DOCUMENT EXTRACT —
-- -- --
Re: Starting to doubt fortran



Gordon Sande wrote:
Yes. Interestingly the code was writen as an exercise in exposition
with efficiency as a secondary objective. The resulting style meant
that there were absolutely no "clever" tricks. The efficiency turned
out to be first rate as well. Some codes that pay attention to small
cache sizes have come in and out of fashion over time. Caches were not
an issue in 1966 and the typical machine used by crystallographers is
not throttled by small caches, although that may be changing.

Actually I'm much more impressed by what people were able to get out of
their computers at that time, or even in the 80's, than I am with what
is achieved with current hardware/software combinations, and that can
only be the software writers to blame.


The story I have heard repeatedly is that C needs to be "updated" every
time a new version of the vendors C compiler comes out. I have always
understood that to be overly "clever" code although some claim that C
encourages such behaviour.

Actually that specific language happens to be a central part of my
experience in that particular area. In pre-standard C days, the story
was partly true, but mostly it was about finding out which header files
to include on the "new" platform. That tended to reflect how the vendor
organized these files. The C code itself was mostly acceptable to the
compiler though, in fact much more than when feeding the same piece of
Fortran code to two different compilers.

These issues were best solved by just expanding on the customary section
of #include's at the top of each C file, controlling the selections
using #ifdef's. Since the C preprosessor _is_ in fact a central part of
the C language standard (as opposed to using a preprocessor with
Fortran), it could be reliably depended upon in a portable way. (The
"updated" code would still compile on the previus platform(s) it had
been adapted.) In post-standardization days much of this has gone away,
I think.
-- -- --
RECORDED INFORMATION —
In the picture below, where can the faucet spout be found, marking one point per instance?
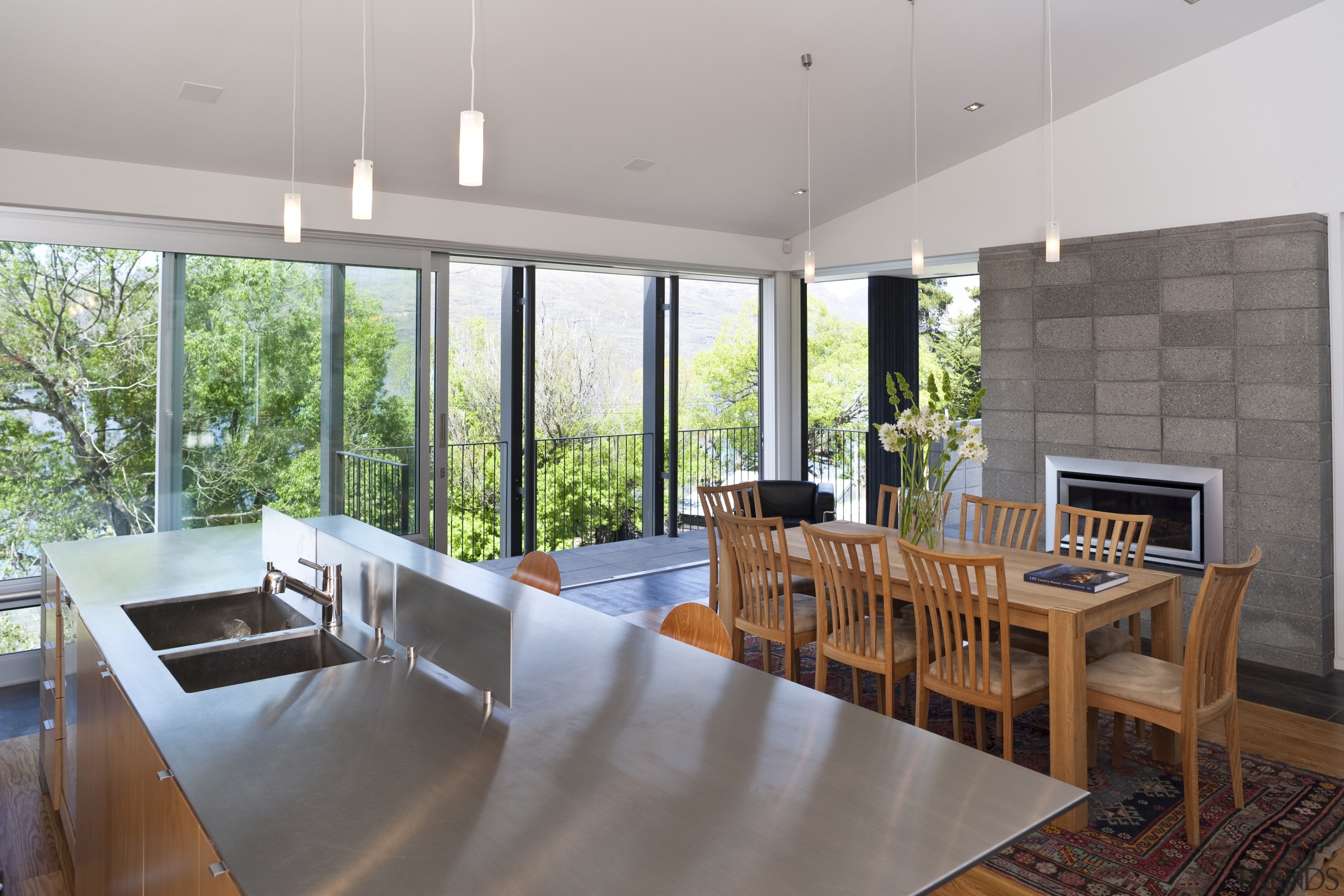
-- -- --
TASK OBJECTIVE — Rewrite the post about Fortran and C, starting with "Actually I'm much" and going on through "encourages such behaviour.", putting "machines" in place of "computers". Work only from the post itself.

OUTPUT FOR THIS EXERCISE —
Actually I'm much more impressed by what people were able to get out of
their machines at that time, or even in the 80's, than I am with what
is achieved with current hardware/software combinations, and that can
only be the software writers to blame.


The story I have heard repeatedly is that C needs to be "updated" every
time a new version of the vendors C compiler comes out. I have always
understood that to be overly "clever" code although some claim that C
encourages such behaviour.